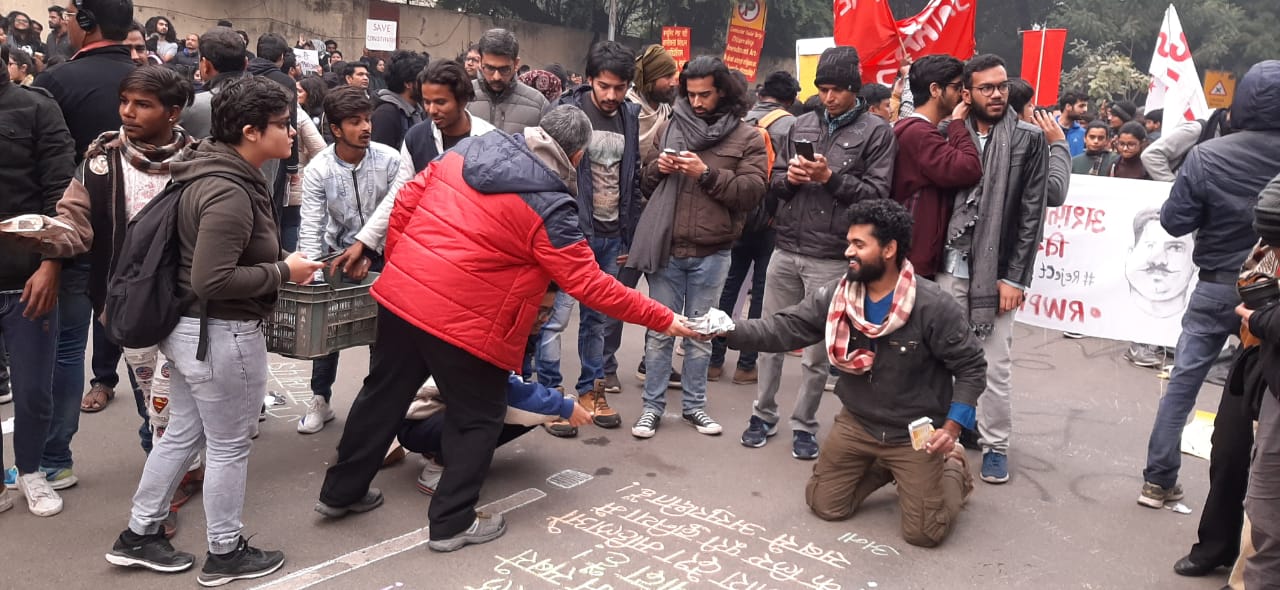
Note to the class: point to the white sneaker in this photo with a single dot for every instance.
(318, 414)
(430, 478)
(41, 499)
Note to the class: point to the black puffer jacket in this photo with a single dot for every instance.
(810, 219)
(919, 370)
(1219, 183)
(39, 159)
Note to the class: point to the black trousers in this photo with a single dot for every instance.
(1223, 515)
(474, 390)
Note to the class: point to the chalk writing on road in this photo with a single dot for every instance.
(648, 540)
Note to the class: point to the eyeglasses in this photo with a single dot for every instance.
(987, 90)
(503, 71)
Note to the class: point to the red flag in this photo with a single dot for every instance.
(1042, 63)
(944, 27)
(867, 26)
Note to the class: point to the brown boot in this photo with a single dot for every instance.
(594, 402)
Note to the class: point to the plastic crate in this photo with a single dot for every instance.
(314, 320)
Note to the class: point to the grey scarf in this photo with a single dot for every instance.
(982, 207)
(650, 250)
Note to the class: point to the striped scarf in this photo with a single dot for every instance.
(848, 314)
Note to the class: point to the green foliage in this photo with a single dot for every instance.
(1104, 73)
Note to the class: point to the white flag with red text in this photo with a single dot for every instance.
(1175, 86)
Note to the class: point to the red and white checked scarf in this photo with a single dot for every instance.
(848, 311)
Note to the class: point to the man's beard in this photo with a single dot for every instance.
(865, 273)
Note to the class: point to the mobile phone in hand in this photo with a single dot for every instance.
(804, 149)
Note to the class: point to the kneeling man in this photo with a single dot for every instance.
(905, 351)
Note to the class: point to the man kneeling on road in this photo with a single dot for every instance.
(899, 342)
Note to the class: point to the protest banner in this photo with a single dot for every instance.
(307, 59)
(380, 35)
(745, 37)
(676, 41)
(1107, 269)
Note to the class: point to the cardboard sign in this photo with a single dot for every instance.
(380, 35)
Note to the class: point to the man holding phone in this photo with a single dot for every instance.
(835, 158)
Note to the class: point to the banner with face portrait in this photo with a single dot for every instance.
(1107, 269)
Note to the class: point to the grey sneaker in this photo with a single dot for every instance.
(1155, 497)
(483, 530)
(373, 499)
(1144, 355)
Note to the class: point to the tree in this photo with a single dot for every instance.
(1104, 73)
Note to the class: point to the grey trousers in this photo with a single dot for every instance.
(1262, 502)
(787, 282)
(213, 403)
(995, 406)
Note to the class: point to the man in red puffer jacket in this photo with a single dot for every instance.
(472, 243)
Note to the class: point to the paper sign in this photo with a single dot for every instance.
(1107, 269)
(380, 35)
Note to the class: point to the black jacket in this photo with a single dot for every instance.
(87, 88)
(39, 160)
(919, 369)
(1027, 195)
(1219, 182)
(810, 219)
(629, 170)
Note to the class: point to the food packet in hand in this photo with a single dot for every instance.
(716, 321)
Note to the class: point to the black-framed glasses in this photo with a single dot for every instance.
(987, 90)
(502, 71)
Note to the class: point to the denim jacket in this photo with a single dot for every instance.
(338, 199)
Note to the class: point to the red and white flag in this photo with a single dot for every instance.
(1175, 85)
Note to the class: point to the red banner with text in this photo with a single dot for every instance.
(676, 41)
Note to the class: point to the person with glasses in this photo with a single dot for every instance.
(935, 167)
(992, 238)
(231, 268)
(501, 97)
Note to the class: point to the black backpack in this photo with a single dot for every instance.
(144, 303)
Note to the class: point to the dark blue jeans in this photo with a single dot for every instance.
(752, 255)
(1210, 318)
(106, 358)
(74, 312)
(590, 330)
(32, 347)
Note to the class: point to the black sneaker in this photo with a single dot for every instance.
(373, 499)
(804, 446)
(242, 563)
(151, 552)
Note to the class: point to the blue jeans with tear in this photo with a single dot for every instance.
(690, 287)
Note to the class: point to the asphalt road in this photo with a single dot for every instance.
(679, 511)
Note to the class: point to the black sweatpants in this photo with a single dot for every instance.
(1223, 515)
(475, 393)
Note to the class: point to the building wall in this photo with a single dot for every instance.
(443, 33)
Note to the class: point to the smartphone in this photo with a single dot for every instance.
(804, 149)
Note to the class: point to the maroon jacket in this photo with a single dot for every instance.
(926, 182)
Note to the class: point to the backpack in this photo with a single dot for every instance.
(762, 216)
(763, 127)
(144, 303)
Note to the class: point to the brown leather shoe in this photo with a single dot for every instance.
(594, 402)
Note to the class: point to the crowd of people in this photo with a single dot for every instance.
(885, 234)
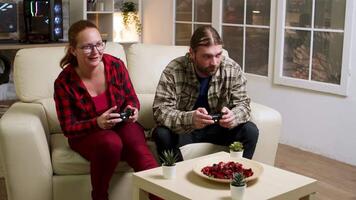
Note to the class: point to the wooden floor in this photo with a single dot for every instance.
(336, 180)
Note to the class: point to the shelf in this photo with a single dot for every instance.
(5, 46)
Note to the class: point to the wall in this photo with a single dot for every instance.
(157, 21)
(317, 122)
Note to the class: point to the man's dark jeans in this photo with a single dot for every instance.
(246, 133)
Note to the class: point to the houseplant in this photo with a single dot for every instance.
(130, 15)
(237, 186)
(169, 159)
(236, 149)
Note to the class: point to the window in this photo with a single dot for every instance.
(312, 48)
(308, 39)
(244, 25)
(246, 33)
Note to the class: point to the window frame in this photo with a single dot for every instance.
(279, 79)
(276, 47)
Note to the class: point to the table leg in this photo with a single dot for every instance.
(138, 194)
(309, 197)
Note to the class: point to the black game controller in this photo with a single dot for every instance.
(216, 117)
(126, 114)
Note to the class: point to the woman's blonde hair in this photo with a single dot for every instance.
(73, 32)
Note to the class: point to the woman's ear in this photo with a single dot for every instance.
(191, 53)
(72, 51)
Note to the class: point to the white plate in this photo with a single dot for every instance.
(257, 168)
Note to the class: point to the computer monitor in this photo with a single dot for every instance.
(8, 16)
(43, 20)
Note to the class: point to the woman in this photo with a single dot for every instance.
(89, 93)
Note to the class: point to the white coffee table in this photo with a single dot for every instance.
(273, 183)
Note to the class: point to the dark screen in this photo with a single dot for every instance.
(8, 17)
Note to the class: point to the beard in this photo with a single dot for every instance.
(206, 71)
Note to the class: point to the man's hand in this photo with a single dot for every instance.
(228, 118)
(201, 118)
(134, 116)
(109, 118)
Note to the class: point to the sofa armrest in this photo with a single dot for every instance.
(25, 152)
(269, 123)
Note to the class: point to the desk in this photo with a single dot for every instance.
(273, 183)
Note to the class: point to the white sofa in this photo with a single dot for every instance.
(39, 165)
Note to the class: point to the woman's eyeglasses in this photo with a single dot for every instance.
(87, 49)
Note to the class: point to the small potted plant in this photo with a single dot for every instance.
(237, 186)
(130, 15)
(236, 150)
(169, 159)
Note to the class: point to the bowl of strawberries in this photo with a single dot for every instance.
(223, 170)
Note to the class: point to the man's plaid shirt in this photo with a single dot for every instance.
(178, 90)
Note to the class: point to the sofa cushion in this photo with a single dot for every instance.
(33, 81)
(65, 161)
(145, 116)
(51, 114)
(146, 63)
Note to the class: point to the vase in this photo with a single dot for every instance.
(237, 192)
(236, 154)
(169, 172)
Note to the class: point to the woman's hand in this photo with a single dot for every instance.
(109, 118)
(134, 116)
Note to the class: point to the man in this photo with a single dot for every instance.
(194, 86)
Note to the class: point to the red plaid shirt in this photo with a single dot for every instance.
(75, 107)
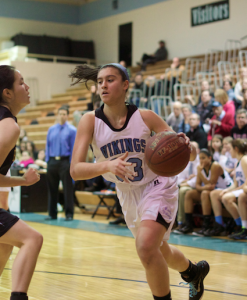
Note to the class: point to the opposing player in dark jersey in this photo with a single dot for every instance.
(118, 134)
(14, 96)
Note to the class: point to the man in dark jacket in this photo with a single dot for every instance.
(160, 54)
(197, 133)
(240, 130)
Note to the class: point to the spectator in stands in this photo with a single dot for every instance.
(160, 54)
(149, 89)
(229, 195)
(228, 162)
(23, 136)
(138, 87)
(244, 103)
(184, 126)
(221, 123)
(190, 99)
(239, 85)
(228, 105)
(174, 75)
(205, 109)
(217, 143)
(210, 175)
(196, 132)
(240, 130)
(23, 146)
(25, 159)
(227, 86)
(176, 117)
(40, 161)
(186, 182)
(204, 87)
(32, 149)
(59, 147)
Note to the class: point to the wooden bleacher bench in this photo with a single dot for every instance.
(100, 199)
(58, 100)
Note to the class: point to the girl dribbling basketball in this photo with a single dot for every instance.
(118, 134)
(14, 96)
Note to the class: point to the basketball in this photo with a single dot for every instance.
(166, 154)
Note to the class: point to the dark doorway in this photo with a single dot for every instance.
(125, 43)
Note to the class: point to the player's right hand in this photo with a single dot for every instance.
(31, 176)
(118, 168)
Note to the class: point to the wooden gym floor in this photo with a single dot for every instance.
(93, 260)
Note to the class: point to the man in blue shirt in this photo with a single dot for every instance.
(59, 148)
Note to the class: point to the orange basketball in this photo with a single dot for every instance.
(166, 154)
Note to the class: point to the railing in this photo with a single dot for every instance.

====

Could you quote, exactly as they appear, the line containing "Note to the class: point to the basketball" and every line after it to the end of the records above?

Note to the class: point to the basketball in this photo with a single dot for every instance.
(166, 154)
Note to the class: point to the dark doorway in this photo with a single dot for every instance.
(125, 43)
Note to the class: point to the player's right hand in this photo with a single dot for every instance.
(31, 176)
(118, 168)
Note to the class: point to the wooden gym floor in this photo with a single dot for every instance.
(93, 260)
Note to the class: point to the man in blue shirt in this photo with a single dot for every instance.
(59, 148)
Note to the class: point to the orange basketball in this photo with a single dot for every instance.
(166, 154)
Note to the class: point to the railing in this photo with a single dot for every instance.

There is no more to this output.